TO BE DONE ::
(a) From the text on China's robotics industry, write out the part that opens with the words containing "And that is" and closes with "capacities are increasing.".
(b) In the text on China's robotics industry, what is the estimated value of China's robot market?

TEXT ::
------------------------------------------------
Even though America leads the way vis-à-vis robotic software, China is ahead of the game in hardware manufacturing expertise.  It seems that robotics have become the country’s “national priority” and thus the race begins between east and west for which country will come out trumps in this new industry.

Just recently in Beijing, Americans and Europeans joined the Chinese in its Global Mobile Internet Conference.  It was predicted by the International Federation of Robotics that China will be subject to the most industrial robots working in factories by next year than any other country.  This is good for Asia as a whole, but it will be taking the place of Japan.  At an estimated $9.5 billion, China’s robot market is one of the largest in the world.

And that is just the beginning.  By 2020, China said if all goes according to plan, its production of industrial robots will be tripled, increasing production of approximately 33,000 annual units to 100,000.

It seems like a great place to make an investment.  Indeed, according to CB Insights, in 2015, VC investments more than doubled to a staggering $587 million. This includes private equity investors who want to build robot investment portfolios, and new incubators like Playground. Another reason it’s becoming an increasingly popular investment option is the price drop: over the last four years, there has been an average 14% price drop for industrial robots, all this while their capacities are increasing.


Rising Asian VC Investments

investIn the second quarter of 2015 there was a significant increase in venture capital investments in the Asian region. The total was over half of America’s level ($19.2bn), coming in at $10.5bn. It has been suggested that this large number was due in part to a slew of deals that have been aimed at developing digital champions in parts of Asia.

As well, according to a study put out by CB Insights for KPMG, this boost is said to have been “the most prominent feature of a global surge in start-up investing this year.”

The flipside of this surge is how it makes Europe look. Even though that region has been encountering a slight development, it’s not nearly on the same par as what has been transpiring in Asia. And this of course has an impact on the global economy.

As well, while looking at Asia as a whole might be extremely positive, in July, China’s factory industry “appeared to be contracting at the fastest pace in 15 months.” Indeed, there was a plummet of Asian stocks possibly as a result of pessimistic data from China at the end of last month. The Shanghai composite index went down to 8.47%, marking its worst performance in three weeks.

So despite the increase in Asian VC investments, the region is not completely out of the woods yet.
------------------------------------------------
INFORMATION PROVIDED ::
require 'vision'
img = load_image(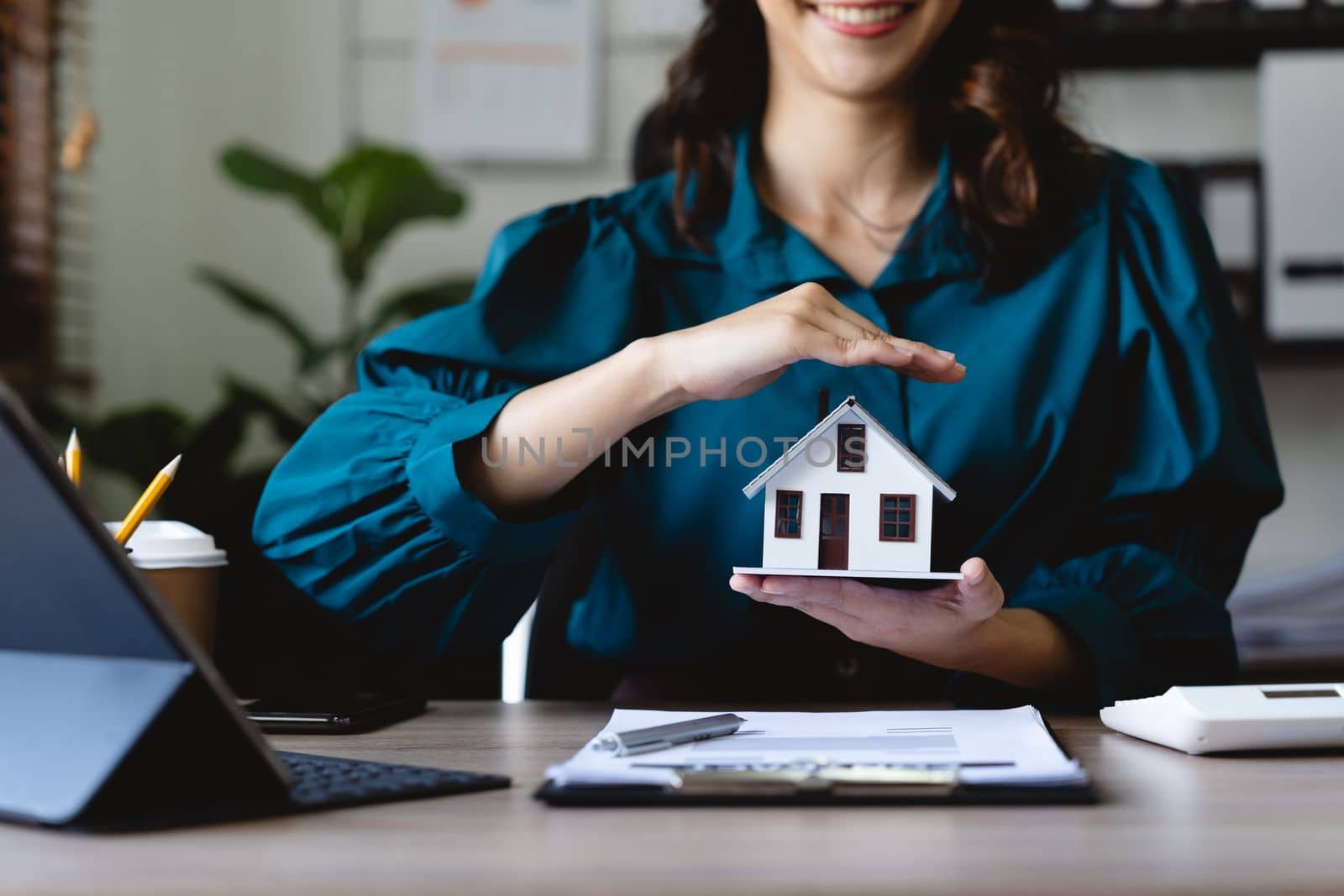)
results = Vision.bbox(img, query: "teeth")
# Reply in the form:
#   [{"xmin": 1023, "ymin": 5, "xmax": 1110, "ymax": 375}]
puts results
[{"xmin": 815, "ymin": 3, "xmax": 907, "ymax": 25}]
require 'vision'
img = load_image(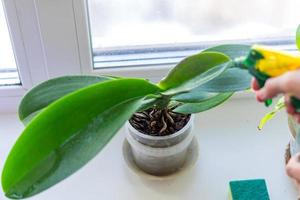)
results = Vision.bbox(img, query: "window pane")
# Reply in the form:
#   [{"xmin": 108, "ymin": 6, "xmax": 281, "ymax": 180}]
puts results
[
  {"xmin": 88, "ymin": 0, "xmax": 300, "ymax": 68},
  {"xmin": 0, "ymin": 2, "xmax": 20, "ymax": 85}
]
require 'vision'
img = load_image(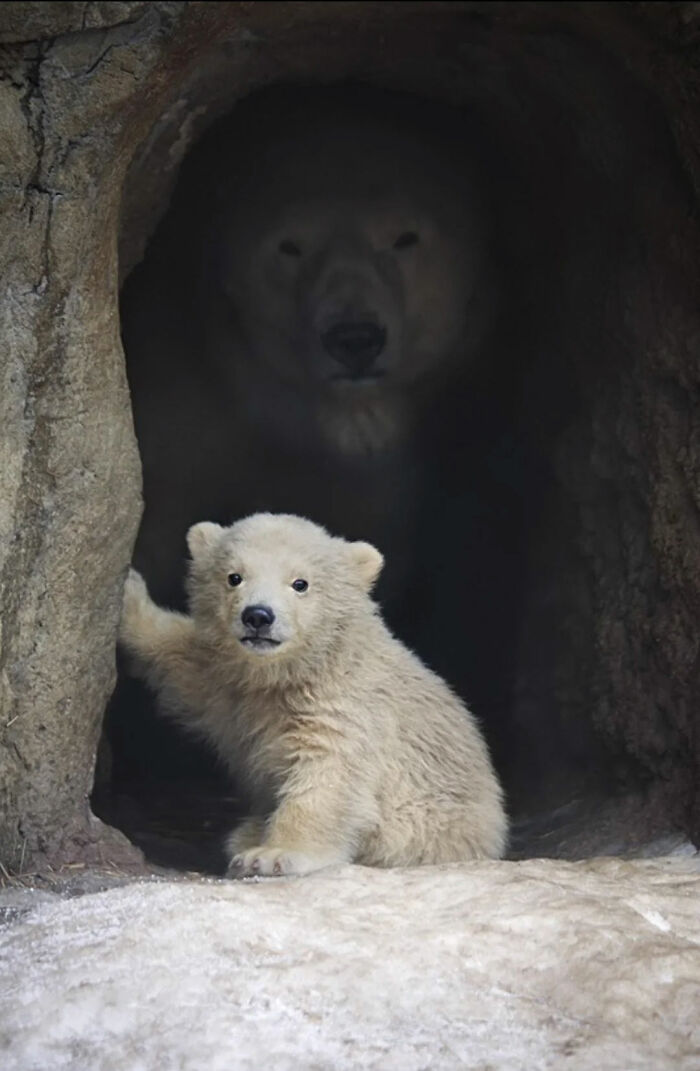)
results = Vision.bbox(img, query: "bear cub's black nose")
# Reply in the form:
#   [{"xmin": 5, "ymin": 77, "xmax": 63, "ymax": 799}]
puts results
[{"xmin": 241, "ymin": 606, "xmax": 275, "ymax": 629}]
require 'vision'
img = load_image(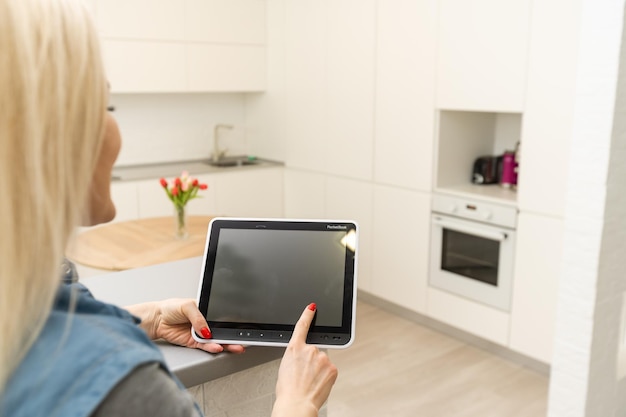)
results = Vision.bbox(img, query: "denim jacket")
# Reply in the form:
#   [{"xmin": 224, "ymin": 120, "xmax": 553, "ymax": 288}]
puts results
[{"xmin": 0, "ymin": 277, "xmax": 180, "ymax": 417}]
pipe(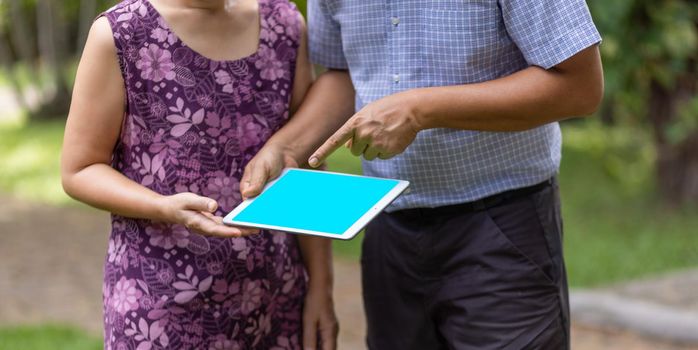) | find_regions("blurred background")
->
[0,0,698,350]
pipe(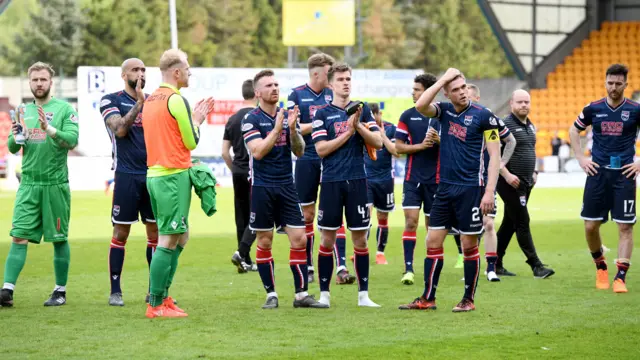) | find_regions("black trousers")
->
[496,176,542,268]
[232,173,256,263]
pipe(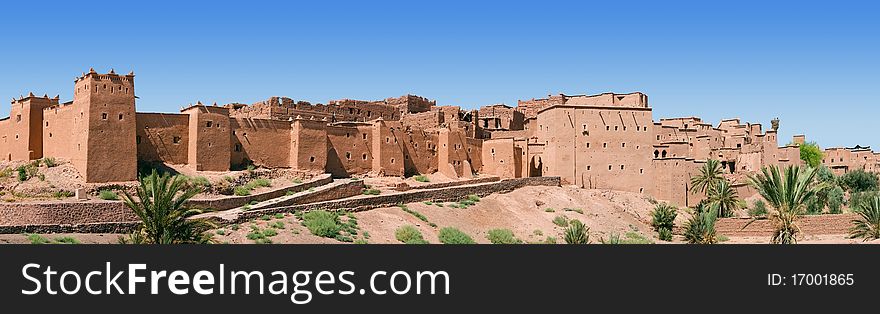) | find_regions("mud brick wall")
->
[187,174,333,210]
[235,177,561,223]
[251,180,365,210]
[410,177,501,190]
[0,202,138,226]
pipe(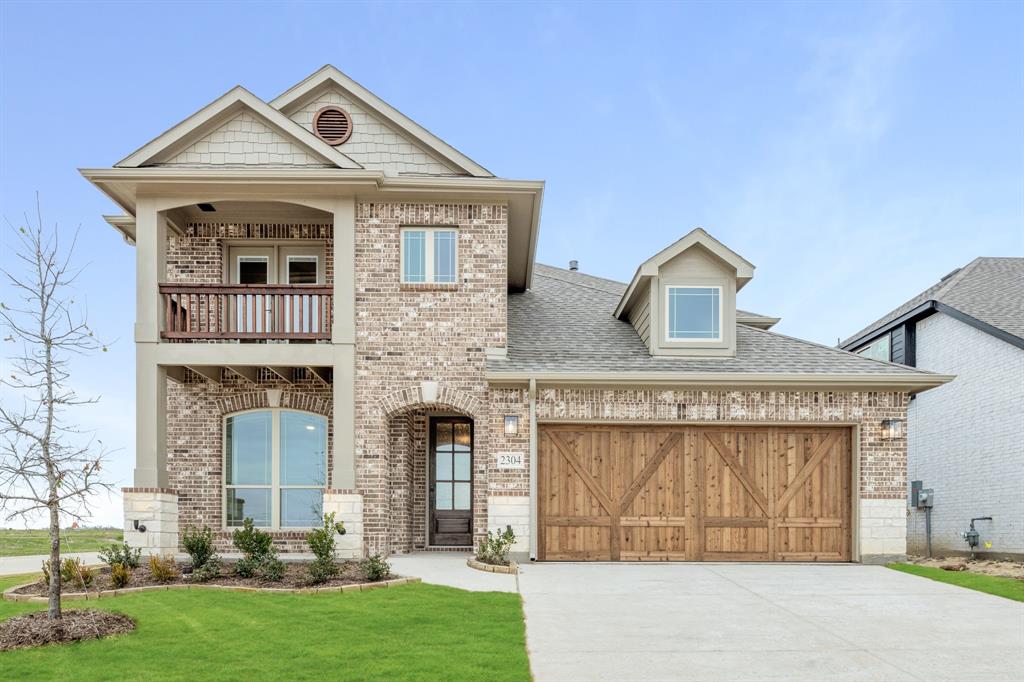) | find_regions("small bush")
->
------------------------------------------------
ANSWERS FOR THE EXERCISE ::
(a)
And that is just the beginning.  By 2020, China said if all goes according to plan, its production of industrial robots will be tripled, increasing production of approximately 33,000 annual units to 100,000.

It seems like a great place to make an investment.  Indeed, according to CB Insights, in 2015, VC investments more than doubled to a staggering $587 million. This includes private equity investors who want to build robot investment portfolios, and new incubators like Playground. Another reason it’s becoming an increasingly popular investment option is the price drop: over the last four years, there has been an average 14% price drop for industrial robots, all this while their capacities are increasing.

(b) About $9.5 billion.